▶ _Task to carry out_: Return the whole listing exactly as it stands.
— start of Recorded data —
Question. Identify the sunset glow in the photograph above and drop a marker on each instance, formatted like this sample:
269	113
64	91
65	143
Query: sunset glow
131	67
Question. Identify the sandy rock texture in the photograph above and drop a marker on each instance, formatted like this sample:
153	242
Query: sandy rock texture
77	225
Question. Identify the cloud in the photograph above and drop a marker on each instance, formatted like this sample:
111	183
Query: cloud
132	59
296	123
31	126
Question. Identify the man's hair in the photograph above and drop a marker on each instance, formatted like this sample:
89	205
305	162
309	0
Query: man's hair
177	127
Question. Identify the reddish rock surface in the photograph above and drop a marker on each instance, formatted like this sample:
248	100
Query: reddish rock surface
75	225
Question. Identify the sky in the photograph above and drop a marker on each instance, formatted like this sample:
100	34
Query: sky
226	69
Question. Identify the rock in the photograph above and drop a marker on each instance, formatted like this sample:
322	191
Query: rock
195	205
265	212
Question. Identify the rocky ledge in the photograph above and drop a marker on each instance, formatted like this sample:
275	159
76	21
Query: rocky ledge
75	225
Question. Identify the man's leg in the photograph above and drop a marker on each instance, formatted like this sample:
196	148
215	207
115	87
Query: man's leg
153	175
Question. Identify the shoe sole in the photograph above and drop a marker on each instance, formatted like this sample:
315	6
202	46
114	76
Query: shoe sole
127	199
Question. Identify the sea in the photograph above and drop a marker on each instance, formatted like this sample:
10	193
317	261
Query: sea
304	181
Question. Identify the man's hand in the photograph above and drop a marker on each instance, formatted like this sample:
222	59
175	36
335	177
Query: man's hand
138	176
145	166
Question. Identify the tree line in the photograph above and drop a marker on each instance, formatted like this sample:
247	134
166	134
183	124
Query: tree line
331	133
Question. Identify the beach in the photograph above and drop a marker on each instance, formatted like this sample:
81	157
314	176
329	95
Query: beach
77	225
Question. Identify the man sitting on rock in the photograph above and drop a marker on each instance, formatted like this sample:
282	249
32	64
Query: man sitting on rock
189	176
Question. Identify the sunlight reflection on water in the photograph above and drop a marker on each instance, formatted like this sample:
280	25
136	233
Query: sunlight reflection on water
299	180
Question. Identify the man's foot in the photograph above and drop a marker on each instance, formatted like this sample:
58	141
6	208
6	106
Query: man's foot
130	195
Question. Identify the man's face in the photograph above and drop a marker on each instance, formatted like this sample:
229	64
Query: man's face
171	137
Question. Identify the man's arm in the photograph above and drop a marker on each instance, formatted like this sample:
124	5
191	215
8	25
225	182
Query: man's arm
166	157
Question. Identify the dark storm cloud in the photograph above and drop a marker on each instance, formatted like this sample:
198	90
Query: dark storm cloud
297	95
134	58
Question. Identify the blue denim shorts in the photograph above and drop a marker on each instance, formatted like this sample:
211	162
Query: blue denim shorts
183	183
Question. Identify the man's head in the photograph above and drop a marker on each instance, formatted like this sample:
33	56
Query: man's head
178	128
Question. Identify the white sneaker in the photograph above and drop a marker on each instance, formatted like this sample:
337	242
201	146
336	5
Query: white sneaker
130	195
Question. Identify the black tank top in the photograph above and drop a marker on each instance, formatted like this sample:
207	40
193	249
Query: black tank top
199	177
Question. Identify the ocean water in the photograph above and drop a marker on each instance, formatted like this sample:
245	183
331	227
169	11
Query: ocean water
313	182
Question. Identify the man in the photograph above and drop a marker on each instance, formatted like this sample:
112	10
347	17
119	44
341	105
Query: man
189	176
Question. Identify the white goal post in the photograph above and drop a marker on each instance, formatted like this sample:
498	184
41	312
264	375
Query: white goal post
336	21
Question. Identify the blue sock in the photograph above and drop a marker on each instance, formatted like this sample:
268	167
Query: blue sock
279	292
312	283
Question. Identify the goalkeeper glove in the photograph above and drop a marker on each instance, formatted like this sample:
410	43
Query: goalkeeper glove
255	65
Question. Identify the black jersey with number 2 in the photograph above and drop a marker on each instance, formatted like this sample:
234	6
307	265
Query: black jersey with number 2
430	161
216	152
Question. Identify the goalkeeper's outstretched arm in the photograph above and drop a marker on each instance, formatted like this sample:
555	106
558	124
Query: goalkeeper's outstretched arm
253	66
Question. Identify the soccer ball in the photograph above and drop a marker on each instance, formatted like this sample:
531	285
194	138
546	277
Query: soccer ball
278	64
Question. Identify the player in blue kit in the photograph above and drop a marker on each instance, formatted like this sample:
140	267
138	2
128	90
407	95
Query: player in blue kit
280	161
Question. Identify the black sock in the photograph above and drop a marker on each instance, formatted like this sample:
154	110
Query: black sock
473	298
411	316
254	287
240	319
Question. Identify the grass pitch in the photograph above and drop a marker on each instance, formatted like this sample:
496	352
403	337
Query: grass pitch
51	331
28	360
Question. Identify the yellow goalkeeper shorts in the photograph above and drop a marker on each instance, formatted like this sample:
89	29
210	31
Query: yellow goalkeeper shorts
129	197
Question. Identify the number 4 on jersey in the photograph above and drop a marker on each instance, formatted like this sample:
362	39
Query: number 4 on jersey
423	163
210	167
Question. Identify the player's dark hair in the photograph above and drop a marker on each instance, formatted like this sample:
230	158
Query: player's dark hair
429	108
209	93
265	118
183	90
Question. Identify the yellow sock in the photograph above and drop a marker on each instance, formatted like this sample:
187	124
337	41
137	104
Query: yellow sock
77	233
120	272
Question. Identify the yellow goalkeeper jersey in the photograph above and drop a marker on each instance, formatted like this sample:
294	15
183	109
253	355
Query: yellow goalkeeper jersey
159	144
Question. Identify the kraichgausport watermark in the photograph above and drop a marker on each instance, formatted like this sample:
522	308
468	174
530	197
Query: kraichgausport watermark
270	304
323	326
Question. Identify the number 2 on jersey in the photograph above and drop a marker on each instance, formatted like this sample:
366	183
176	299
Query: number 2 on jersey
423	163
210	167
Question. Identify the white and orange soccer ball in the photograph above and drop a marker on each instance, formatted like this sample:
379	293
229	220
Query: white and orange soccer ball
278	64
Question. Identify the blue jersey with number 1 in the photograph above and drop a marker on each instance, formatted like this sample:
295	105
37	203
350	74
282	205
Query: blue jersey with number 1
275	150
— end of Recorded data —
▶ _The reply_:
Question. Identify the sunset glow in the photograph above and drop a marker on each instance, formatted like this sample:
269	113
64	91
65	143
Query: sunset glow
131	67
Question. Identify the sandy rock texture in the photograph above and drop a marker on each instance, formatted like this sample:
153	242
Query: sandy rock texture
77	225
Question. Identify the cloud in the photograph above and drop a marker on each instance, formatted like this sample:
111	183
Query: cloud
132	59
296	123
31	126
Question. Identify the man's hair in the photograph above and drop a marker on each instance, formatted like this sample:
89	205
305	162
309	0
Query: man's hair
177	127
Question. Identify the reddish rock surface in the photograph above and drop a marker on each instance, formatted like this sample:
248	100
Query: reddish rock surface
75	225
Question. Identify the sky in the photograph above and drop a marker on each instance, formatted like this sample:
100	34
Query: sky
226	69
Question. Identify the rock in the photograph above and drop a marker on each instance, formatted like this sample:
322	191
Query: rock
195	205
265	212
Question. Identify the rocky ledge in the photograph above and drop a marker on each instance, formatted like this sample:
275	159
76	21
Query: rocky ledge
75	225
Question. Identify the man's leg in the photograph above and drop a marker on each instance, formatted like this sample:
196	148
215	207
115	87
Query: man's leg
153	175
Question. Identify the shoe sole in the photograph above and drop a marker on each instance, formatted like this sample:
315	6
202	46
114	76
Query: shoe sole
127	199
Question. Identify the sea in the photograph above and drop a marker on each instance, formatted like this sample:
10	193
317	261
Query: sea
304	181
Question. Identify the man's hand in the photograph above and drop a marker on each instance, formatted like this sample:
222	59
175	36
335	177
Query: man's hand
138	176
145	166
Question. Identify the tree line in the photograph above and drop a marker on each instance, formatted like this sample:
247	134
166	134
183	124
Query: tree line
331	133
Question. Identify the beach in the photograph above and drop a marker on each instance, formatted like this sample:
81	157
314	176
329	95
Query: beach
77	225
Question. Identify the man sitting on rock in the photograph above and drop a marker on each instance, formatted like this sample:
282	249
32	64
Query: man sitting on rock
189	176
Question. Identify the sunlight reflection on water in the photograph above and drop a marker on each instance, formatted like this sample:
280	25
136	233
Query: sunlight reflection on water
299	180
Question. Identify the man's foot in the photograph above and drop a marker on each instance, formatted like this sample:
58	141
6	208
6	106
Query: man's foot
130	195
Question. Identify the man's face in the photograph above and drop a marker on each instance, formatted like this sample:
229	64
Query: man's face
171	137
Question. Identify the man's arm in the photograph above and drop a marker on each instance, formatted like this sample:
124	5
191	215
8	25
225	182
Query: man's arm
166	157
Question. Identify the dark storm cloud in the photograph above and drop a marker on each instance, formatted like this sample:
198	90
Query: dark storm cloud
297	95
134	58
Question. Identify the blue denim shorts in the photograph above and drop a marker on each instance, formatted like this sample:
211	162
Query: blue denim shorts
183	183
Question. Identify the man's head in the photograph above and drop a marker on each instance, formatted like this sample:
33	56
Query: man's head
178	128
Question. Identify the white sneaker in the photograph above and drop a marker on each instance, formatted like this sample:
337	242
201	146
336	5
Query: white sneaker
130	195
Question. Identify the black tank top in the photograph above and drop a marker on each instance, formatted like this sample:
207	40
193	249
Query: black tank top
199	177
Question. Identify the ocean water in the photograph above and drop a marker on each instance, formatted like this sample:
245	183
331	227
169	11
Query: ocean water
313	182
Question. Identify the man in the photograph above and drop a marker on each instance, formatted like this sample:
112	10
347	17
119	44
341	105
Query: man
189	176
Question. Identify the white goal post in the photograph above and drop a marker on each instance, formatted like this sample:
498	184
41	312
264	375
Query: white goal post
336	21
Question. Identify the blue sock in the photograph above and drop a marker on each instance, formatted like this sample:
268	167
Query: blue sock
279	292
312	283
Question. Identify the goalkeeper glove in the photograph above and drop a marker on each instance, formatted like this sample:
410	43
Query: goalkeeper glove
255	65
Question. Identify the black jersey with number 2 in the photograph above and drop a marker on each instance, formatted like this sample:
234	6
307	265
Query: black jersey with number 2
430	161
216	152
Question. Identify the goalkeeper's outstretched arm in the photograph above and drop a marker on each instance, formatted like this sample:
555	106
558	124
Query: goalkeeper's outstretched arm
253	66
Question. Identify the soccer ball in the photograph above and drop a marker on each instance, formatted like this sample:
531	285
194	138
546	277
Query: soccer ball
278	64
Question. Identify the player in blue kit in the photograph above and drop a marker on each instance, formatted like this sample:
140	267
138	2
128	90
407	95
Query: player in blue kit
280	161
Question. Identify the black sock in the photograph above and drop a marker on each instance, formatted like this sample:
154	110
Query: black sock
473	298
411	316
254	287
240	319
Question. Identify the grass pitch in the photograph above and drop a marker on each instance, formatted like this sample:
496	352
403	337
Query: grass pitch
51	331
28	360
Question. Identify the yellow goalkeeper shorts in the photograph above and drop a marker on each instance, formatted like this sample:
89	29
210	31
Query: yellow goalkeeper shorts
129	197
Question. Identify the number 4 on jersey in the photograph above and drop a marker on each instance, formatted like this sample:
362	39
Query: number 4 on jersey
423	163
210	167
Question. Identify the player's dark hair in the photograph above and drop a marker on each instance, formatted like this sample:
230	158
Query: player's dark hair
429	108
209	93
265	118
183	90
Question. Identify the yellow sock in the photograph above and drop a marker on each instance, formatted like this sample:
187	124
337	41
137	104
Query: yellow sock
77	233
120	272
Question. Identify the yellow goalkeeper jersey in the photograph above and drop a marker on each instance, formatted like this sample:
294	15
183	109
253	355
Query: yellow goalkeeper jersey
159	144
Question. Identify the kraichgausport watermark in the photograph above and drop a marker on each instance, formatted like this sample:
522	308
468	174
530	197
Query: kraichgausport watermark
270	304
323	326
Question. Identify the number 2 on jersey in the photograph above and drop a marker on each instance, formatted like this sample:
366	183
176	299
Query: number 2 on jersey
423	163
210	167
Question. Identify the white and orange soccer ball in the photograph above and drop a marker on each instance, formatted like this sample:
379	293
229	220
Query: white and orange soccer ball
278	64
Question. Identify the blue jersey with number 1 in the photograph above and drop a marker on each instance, formatted like this sample:
295	105
37	203
350	74
282	205
Query: blue jersey with number 1
275	150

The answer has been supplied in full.